### Material for this task

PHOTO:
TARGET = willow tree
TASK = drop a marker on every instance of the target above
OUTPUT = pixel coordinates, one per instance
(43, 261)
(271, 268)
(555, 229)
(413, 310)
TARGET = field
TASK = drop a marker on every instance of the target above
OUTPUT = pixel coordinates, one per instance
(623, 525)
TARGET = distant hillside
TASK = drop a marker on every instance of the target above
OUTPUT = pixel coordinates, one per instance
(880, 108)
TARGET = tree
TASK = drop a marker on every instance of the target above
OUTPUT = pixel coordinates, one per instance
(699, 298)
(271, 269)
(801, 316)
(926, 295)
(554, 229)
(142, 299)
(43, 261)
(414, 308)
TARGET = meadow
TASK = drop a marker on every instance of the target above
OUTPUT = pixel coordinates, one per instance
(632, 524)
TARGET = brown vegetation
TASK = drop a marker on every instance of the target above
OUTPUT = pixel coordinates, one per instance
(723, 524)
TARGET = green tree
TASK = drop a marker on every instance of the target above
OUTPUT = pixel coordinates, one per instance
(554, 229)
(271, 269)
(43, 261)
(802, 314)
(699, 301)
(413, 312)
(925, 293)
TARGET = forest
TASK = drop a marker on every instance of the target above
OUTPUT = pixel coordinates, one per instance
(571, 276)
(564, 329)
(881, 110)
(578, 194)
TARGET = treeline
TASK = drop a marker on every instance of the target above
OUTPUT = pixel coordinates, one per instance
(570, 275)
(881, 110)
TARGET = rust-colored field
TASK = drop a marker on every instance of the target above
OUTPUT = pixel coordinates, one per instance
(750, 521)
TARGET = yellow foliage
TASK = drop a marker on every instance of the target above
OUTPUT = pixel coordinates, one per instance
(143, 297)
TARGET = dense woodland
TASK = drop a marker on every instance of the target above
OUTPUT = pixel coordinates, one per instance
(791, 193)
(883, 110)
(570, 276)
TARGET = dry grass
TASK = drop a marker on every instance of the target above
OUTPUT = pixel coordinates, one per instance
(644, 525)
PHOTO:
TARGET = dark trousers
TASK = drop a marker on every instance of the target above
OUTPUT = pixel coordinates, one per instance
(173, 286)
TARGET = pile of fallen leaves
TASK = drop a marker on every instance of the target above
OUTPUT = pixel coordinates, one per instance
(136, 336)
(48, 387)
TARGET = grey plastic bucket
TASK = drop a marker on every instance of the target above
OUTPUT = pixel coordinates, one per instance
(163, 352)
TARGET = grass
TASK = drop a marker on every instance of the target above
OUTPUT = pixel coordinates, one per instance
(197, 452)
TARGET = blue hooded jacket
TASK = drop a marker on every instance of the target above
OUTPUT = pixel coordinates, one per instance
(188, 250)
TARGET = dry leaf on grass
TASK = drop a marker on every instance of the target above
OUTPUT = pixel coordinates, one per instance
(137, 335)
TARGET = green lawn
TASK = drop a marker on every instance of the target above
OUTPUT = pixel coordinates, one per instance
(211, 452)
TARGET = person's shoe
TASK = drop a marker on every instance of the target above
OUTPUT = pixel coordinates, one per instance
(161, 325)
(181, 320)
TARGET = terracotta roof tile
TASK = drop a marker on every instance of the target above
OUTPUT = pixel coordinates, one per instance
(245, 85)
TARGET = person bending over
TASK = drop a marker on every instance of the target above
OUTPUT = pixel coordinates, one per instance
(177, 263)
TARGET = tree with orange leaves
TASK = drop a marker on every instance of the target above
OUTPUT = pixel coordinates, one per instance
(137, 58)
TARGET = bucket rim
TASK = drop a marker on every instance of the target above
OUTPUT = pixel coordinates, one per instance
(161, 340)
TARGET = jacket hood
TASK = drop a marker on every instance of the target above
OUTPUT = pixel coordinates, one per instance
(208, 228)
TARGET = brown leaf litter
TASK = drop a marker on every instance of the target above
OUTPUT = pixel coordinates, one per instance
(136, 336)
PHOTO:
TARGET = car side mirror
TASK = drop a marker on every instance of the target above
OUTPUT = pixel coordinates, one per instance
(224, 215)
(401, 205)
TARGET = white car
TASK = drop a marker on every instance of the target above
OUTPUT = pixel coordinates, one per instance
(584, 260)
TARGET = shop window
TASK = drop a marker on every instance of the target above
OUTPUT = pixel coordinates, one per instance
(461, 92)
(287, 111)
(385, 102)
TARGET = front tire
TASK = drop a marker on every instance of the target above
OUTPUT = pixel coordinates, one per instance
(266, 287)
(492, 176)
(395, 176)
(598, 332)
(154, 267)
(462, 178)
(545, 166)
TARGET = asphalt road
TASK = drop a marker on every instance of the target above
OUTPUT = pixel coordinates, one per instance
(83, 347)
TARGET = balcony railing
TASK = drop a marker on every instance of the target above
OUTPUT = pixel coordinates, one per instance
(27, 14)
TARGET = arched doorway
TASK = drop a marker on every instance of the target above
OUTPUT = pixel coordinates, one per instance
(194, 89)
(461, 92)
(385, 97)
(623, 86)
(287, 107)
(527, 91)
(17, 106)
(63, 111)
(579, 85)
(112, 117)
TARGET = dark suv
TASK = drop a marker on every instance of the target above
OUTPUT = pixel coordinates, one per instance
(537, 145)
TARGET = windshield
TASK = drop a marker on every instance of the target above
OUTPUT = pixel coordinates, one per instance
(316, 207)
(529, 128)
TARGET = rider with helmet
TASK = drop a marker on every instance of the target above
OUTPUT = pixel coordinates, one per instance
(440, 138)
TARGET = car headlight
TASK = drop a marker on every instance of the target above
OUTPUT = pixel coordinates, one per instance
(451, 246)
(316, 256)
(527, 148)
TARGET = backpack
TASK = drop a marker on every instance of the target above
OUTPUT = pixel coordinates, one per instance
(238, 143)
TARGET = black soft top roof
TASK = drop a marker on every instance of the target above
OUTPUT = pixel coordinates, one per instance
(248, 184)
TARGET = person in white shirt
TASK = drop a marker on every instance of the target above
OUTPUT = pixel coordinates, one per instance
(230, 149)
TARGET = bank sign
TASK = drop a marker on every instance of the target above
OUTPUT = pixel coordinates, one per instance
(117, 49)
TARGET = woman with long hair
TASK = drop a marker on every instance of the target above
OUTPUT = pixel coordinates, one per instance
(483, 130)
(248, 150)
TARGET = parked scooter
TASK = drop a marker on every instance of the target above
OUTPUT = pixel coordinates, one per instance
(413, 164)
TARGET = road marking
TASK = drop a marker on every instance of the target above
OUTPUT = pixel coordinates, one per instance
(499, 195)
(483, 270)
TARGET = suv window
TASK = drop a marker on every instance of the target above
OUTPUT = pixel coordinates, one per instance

### Prompt
Repeat word for word the lines above that run from the line containing "TARGET = terracotta roof tile" through the line containing "TARGET = jacket hood", both ends included, and nothing else.

### Answer section
TARGET = terracotta roof tile
TASK = drop a marker on every instance of the target above
OUTPUT = pixel coordinates, one per instance
(245, 85)
TARGET = person bending over
TASK = drop a marker on every instance of the target above
OUTPUT = pixel coordinates, one per instance
(177, 263)
TARGET = tree with orange leaves
TASK = drop a marker on every instance of the target above
OUTPUT = pixel coordinates, one per instance
(137, 58)
TARGET = bucket rim
TASK = drop a marker on every instance of the target above
OUTPUT = pixel coordinates, one per instance
(161, 340)
TARGET = jacket hood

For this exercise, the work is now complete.